SELECTED EXTRACT:
=-=-=

By Tayo Odusanya T’19

By Tayo Odusanya T’19

As a Tuck student, Dean Slaughter’s charge to demonstrate wise leadership and to better the world of business is one that becomes intimately familiar and comes to life early and all through the Tuck experience. Outside of the required ethics and social responsibility curricula, Tuck students have several opportunities to reflect on the responsibility that business leaders share in solving society’s most difficult problems. For me, one of such experiences was the opportunity to represent Tuck and Dartmouth College as a delegate at the 24th Conference of the Parties to the United Nations Framework Convention on Climate Change, known more commonly as COP24. The goal of the conference was to determine the rules for implementing the 2015 Paris Climate Agreement and to clarify the role of represented countries in mitigating climate change through reduction in emissions.

=-=-=

EXERCISE DETAILS:
Can you quote, word for word, the part of the COP24 reflection that opens with the words containing "As a Tuck student, Dean" and closes with "reduction in emissions."?

Object pointing dataset rows:
=-=-=

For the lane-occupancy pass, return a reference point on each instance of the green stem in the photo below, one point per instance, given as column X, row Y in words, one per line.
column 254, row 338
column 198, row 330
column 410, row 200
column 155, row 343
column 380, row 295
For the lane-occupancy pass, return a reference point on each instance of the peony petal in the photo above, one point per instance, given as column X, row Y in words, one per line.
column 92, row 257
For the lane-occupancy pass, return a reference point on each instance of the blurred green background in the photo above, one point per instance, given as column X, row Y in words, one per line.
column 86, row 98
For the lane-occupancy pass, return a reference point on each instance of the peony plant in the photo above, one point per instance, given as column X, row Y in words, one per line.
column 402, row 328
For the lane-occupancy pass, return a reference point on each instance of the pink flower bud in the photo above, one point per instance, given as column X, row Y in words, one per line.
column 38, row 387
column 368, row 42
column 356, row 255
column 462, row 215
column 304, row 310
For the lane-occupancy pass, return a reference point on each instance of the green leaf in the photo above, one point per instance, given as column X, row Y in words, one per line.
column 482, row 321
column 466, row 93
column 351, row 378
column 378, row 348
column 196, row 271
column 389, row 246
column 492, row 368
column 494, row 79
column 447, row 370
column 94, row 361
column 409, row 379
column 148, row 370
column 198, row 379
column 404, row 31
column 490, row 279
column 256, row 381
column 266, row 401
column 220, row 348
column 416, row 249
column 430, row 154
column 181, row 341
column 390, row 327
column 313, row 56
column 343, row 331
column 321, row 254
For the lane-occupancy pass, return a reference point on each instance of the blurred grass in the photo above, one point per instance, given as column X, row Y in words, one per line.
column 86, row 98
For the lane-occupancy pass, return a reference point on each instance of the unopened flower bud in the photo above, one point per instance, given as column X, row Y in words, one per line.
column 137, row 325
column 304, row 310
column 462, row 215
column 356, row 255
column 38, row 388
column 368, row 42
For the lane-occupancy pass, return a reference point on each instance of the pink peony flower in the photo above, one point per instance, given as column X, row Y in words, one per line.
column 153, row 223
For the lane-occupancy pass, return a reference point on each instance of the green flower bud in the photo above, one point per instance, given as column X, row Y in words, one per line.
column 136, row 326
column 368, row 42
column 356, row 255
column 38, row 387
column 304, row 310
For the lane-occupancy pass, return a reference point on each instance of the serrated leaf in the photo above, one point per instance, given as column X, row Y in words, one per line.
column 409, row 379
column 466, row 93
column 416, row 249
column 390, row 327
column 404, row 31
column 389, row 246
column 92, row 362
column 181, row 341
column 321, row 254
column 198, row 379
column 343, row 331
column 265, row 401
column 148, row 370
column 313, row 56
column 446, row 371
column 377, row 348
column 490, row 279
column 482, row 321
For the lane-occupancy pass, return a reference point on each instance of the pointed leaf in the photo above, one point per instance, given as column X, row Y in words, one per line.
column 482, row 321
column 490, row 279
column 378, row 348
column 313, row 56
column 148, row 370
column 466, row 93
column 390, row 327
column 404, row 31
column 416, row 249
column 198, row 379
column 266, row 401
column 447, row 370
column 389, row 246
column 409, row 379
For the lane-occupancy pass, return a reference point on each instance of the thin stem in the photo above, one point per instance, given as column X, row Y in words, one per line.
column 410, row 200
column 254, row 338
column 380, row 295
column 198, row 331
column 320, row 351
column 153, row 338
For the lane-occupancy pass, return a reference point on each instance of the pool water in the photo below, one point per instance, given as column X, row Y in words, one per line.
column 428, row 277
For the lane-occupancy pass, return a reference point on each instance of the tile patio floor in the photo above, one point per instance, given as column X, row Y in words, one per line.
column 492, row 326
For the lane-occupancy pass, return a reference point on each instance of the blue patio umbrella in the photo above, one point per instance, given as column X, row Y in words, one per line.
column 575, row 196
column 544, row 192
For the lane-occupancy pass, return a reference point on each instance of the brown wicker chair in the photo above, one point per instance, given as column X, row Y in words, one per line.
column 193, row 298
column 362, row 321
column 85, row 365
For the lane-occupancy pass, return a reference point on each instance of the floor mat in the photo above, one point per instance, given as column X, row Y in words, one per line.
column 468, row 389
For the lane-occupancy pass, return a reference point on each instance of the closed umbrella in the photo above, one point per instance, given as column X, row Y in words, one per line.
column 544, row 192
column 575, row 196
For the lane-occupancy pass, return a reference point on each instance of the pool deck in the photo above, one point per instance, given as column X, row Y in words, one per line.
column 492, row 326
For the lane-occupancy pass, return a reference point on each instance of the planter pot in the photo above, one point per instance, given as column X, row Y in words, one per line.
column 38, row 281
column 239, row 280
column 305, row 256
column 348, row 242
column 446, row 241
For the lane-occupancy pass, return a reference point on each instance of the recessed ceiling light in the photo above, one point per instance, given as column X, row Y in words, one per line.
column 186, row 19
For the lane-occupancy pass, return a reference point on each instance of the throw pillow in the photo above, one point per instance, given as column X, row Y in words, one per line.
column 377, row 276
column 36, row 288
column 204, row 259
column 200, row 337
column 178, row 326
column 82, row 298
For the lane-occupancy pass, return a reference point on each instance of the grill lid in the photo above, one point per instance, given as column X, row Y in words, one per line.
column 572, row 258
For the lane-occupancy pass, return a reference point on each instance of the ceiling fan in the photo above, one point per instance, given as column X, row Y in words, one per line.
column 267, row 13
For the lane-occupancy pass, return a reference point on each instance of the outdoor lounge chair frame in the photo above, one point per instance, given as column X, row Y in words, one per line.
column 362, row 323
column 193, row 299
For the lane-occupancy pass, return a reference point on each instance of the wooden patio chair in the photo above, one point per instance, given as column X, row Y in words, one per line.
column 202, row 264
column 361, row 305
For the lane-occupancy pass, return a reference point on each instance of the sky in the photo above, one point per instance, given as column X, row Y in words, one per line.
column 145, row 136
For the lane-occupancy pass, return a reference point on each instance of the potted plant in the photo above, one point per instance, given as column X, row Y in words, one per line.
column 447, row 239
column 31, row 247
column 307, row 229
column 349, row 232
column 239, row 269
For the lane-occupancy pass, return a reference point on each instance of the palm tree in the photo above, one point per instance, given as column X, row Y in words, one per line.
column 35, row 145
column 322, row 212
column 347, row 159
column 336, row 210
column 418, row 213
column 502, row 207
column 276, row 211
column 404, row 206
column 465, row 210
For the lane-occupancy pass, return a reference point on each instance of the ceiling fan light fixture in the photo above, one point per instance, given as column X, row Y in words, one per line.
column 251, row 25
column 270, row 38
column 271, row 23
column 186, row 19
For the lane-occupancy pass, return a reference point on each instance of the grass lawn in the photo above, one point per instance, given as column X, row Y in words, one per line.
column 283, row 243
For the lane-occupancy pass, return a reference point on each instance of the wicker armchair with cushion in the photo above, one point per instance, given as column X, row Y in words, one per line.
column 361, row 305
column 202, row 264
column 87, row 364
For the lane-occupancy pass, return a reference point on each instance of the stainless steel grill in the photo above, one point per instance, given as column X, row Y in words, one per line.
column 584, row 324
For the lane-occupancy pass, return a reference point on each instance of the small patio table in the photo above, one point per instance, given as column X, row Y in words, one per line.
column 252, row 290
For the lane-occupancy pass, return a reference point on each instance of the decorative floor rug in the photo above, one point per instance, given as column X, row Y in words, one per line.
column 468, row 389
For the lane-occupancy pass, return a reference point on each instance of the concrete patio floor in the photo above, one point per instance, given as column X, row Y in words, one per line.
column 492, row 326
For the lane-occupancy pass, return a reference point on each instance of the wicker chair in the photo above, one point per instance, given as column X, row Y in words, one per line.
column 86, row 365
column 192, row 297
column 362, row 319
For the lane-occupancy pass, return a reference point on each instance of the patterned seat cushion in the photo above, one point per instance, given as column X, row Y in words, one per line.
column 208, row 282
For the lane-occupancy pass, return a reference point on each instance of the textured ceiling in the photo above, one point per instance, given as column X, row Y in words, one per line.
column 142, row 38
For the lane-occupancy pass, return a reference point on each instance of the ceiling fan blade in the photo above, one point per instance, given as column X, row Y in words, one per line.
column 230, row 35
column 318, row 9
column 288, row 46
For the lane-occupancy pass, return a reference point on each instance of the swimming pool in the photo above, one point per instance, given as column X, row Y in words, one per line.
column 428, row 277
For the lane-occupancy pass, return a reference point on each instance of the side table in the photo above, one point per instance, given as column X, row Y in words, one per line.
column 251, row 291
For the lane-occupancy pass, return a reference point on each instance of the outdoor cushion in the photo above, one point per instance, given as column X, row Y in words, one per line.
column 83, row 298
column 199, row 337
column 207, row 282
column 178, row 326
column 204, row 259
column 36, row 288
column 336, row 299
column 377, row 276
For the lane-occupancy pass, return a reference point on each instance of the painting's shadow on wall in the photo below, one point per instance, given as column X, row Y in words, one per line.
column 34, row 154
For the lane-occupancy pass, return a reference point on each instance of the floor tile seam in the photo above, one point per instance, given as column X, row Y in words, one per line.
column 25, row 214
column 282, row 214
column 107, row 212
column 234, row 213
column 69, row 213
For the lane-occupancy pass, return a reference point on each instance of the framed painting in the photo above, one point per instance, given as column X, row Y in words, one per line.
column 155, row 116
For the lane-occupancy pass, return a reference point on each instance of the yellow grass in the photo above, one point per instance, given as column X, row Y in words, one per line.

=-=-=

TASK RESULT:
As a Tuck student, Dean Slaughter’s charge to demonstrate wise leadership and to better the world of business is one that becomes intimately familiar and comes to life early and all through the Tuck experience. Outside of the required ethics and social responsibility curricula, Tuck students have several opportunities to reflect on the responsibility that business leaders share in solving society’s most difficult problems. For me, one of such experiences was the opportunity to represent Tuck and Dartmouth College as a delegate at the 24th Conference of the Parties to the United Nations Framework Convention on Climate Change, known more commonly as COP24. The goal of the conference was to determine the rules for implementing the 2015 Paris Climate Agreement and to clarify the role of represented countries in mitigating climate change through reduction in emissions.